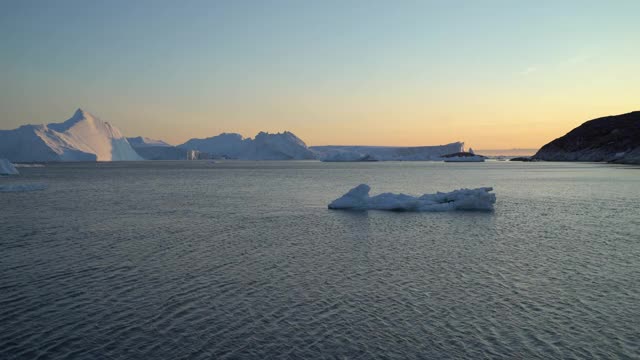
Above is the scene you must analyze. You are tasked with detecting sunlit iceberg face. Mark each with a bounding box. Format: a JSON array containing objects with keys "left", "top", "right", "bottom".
[{"left": 328, "top": 184, "right": 496, "bottom": 212}]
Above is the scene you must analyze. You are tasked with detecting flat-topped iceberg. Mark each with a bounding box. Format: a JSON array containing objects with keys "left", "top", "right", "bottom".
[
  {"left": 312, "top": 142, "right": 464, "bottom": 161},
  {"left": 328, "top": 184, "right": 496, "bottom": 211},
  {"left": 0, "top": 158, "right": 19, "bottom": 175},
  {"left": 319, "top": 150, "right": 378, "bottom": 162}
]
════
■ Work item
Each record above must be set down again unchanged, with its pictures left out.

■ Result for this exercise
Above is the scene you must analyze. You are tasked with detecting sunlit iceberg face. Mark each with a bounding box. Format: a JSON array containing objects with keys "left", "top", "right", "bottom".
[{"left": 328, "top": 184, "right": 496, "bottom": 212}]
Above is the scene you must analyze. You are tasked with detecting flat-topped iceberg. Mark each with a bounding box. Format: a JSON array containing objects with keys "left", "top", "right", "bottom".
[
  {"left": 312, "top": 142, "right": 464, "bottom": 161},
  {"left": 328, "top": 184, "right": 496, "bottom": 211},
  {"left": 0, "top": 158, "right": 19, "bottom": 175},
  {"left": 319, "top": 150, "right": 378, "bottom": 162}
]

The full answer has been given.